--- WHAT THE EXERCISE ASKS ---
Extend the news report below on Alfred Pohlmeier's murder trial, picking up after its final sentence.

--- TEXT SEGMENT ---
^^^^^^^^^^^^^^^^

Ninety-two-year-old Alfred Pohlmeier told authorities he felt “pretty miserable” as he strangled his wife of 62 years with his bare hands on the morning of Sept. 13, 1995, according to a taped interview played for the jury at his murder trial Tuesday.
But after listening to Lidwina Pohlmeier’s incessant coughing, Pohlmeier decided it was best to end her life, he told a Ventura County detective during the interview, conducted the day of the killing.
“I just thought, well, this has got to be it, get her out of her misery,” Pohlmeier said during the recorded interview. “Nobody could help her.”
Pohlmeier’s statements cut straight to the heart of the case. Prosecutors, who say the retired Fillmore postal worker premeditated the slaying of his wife, have charged him with first-degree murder.
But defense attorneys say Pohlmeier was devoted to his sickly wife, who had been in and out of the hospital for years.

^^^^^^^^^^^^^^^^

--- RECORDS SUPPLIED ---
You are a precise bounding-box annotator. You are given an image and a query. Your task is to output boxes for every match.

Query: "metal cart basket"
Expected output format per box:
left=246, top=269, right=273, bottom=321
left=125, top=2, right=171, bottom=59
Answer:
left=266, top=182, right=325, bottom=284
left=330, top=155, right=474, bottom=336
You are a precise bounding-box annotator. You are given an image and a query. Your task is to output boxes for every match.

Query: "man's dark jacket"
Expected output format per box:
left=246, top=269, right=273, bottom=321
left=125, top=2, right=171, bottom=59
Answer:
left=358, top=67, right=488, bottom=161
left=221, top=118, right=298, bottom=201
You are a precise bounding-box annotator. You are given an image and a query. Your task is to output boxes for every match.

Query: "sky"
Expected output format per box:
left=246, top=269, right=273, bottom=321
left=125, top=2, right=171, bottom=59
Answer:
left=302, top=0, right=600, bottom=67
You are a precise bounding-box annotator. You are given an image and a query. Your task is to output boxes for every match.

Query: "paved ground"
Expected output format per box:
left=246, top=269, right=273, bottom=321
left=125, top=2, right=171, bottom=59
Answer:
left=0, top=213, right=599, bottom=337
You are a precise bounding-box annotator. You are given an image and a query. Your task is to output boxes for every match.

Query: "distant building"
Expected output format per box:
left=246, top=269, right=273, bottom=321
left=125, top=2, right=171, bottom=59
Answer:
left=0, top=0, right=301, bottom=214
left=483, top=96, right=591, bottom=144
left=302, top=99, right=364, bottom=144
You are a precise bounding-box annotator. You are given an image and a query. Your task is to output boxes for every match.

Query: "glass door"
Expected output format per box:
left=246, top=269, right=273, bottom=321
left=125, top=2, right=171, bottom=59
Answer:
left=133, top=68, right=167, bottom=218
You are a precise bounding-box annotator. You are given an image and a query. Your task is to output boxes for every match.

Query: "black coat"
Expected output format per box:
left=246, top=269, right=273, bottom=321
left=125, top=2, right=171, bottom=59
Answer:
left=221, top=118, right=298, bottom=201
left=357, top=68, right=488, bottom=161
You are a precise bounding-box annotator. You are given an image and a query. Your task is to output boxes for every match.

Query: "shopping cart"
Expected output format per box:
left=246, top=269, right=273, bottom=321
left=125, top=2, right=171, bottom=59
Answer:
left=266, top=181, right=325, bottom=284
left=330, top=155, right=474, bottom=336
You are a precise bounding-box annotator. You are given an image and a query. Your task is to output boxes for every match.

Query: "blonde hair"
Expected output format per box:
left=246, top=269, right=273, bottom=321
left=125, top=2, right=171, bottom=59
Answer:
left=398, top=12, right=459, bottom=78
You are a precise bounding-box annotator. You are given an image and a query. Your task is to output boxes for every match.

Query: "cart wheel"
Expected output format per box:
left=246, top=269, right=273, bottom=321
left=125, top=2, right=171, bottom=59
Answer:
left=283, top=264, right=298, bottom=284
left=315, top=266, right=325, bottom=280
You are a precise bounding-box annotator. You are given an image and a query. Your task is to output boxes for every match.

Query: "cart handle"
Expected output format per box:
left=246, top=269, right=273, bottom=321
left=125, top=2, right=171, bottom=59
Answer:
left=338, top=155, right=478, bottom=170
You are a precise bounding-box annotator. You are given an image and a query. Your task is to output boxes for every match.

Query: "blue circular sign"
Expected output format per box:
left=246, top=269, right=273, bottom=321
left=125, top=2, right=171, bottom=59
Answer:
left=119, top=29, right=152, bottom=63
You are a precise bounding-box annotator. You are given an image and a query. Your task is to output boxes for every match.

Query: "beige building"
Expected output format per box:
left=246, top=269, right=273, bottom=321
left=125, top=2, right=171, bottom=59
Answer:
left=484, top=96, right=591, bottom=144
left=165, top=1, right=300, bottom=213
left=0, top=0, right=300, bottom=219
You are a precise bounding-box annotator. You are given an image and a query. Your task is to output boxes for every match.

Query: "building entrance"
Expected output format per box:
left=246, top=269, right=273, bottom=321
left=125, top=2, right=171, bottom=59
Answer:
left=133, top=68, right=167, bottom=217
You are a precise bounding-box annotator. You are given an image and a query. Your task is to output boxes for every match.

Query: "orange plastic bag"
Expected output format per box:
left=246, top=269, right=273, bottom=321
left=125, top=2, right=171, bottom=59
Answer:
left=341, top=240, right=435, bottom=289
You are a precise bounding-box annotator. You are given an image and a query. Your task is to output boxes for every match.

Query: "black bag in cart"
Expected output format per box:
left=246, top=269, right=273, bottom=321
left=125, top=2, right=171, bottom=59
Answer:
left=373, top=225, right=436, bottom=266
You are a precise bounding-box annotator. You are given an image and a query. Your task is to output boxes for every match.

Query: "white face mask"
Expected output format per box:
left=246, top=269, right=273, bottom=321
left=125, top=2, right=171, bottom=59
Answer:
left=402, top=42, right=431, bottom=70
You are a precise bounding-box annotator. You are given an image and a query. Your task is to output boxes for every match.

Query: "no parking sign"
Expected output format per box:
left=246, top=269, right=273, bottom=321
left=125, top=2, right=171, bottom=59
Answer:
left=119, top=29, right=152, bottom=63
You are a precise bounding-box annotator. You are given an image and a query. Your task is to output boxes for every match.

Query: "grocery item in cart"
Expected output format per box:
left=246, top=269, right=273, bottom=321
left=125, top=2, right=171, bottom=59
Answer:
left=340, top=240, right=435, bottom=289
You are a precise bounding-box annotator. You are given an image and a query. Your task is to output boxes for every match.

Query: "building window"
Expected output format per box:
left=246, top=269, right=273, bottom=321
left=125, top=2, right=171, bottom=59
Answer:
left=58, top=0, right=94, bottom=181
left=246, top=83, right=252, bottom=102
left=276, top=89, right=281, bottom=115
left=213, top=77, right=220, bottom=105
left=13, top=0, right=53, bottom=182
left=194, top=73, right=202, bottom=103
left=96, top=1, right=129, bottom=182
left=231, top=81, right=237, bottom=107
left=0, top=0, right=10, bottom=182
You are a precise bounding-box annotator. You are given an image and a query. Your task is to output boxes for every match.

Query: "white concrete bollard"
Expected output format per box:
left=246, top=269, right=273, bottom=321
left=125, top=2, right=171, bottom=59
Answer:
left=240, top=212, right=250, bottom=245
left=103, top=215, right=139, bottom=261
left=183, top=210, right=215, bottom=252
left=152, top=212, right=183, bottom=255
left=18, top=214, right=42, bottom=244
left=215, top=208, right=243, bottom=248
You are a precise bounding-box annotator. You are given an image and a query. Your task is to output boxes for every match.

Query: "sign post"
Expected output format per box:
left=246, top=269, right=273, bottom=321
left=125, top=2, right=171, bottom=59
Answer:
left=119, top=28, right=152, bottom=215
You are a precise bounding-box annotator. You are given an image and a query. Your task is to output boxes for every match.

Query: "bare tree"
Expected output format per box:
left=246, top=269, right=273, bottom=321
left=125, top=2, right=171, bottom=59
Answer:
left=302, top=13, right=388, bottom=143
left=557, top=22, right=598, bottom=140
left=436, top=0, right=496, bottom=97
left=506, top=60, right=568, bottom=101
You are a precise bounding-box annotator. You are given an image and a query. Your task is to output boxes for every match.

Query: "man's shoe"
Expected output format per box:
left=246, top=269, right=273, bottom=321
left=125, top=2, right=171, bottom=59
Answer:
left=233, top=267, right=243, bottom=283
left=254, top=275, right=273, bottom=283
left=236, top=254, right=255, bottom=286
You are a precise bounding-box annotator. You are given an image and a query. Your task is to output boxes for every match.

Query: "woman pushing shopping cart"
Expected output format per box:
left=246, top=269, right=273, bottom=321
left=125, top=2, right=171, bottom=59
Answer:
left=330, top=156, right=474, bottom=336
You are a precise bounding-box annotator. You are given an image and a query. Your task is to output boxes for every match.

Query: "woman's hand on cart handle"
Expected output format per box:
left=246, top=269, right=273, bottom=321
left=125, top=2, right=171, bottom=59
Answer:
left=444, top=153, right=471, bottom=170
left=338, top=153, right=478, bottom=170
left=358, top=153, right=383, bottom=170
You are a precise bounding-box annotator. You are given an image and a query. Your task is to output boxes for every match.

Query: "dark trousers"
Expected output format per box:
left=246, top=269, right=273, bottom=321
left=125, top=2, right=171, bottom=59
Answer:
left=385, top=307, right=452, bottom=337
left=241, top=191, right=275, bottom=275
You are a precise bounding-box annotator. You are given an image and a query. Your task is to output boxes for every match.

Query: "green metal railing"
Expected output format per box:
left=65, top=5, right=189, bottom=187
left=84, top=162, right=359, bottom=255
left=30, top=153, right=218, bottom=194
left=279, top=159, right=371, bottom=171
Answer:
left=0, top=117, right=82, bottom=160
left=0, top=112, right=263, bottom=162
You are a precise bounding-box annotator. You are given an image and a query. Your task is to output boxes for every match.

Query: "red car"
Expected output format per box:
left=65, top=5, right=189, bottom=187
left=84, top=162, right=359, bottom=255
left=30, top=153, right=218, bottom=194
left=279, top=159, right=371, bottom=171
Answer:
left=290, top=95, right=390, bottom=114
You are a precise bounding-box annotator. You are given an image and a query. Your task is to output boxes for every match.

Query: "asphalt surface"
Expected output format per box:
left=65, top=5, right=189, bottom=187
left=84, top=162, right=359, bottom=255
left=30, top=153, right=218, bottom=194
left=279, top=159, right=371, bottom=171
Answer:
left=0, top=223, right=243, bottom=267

^^^^^^^^^^^^^^^^

--- TASK ANSWER ---
In her opening statement last week, Deputy Public Defender Susan Olson told the jury that when her client killed Lidwina Pohlmeier, it was a “misguided act of love” borne out of desperation, not malice.
Pohlmeier has entered a plea of not guilty by reason of insanity, but his mental state becomes an issue only if he is convicted of murder. If so, the jury must decide during a second phase of the trial whether he was insane.
During a somber day of testimony Tuesday, Pohlmeier’s two sons took the witness stand and told the jury that their father was a patient man, a former Texas farmer who had become his wife’s caregiver as her health deteriorated in recent years.
Joseph Pohlmeier, 57, of Simi Valley said he realized the family needed to get their father professional help in caring for their 86-year-old mother. She had become increasingly frail and coughed a lot, he testified.
“Any time I would talk to him,” Joseph Pohlmeier said of his father, “he would mention that she constantly coughed.”
He told the jury that his father sounded “like he just didn’t know what to do anymore.”
On Sept. 5, 1995, Joseph Pohlmeier said, he went with his parents to visit three doctors about his mother’s cough. But he said they could find nothing wrong with her.
Meanwhile, he said, his father needed surgery for a hernia and was worried about who would care for Lidwina while he was in the hospital.
“It was a pressure point to him,” he said.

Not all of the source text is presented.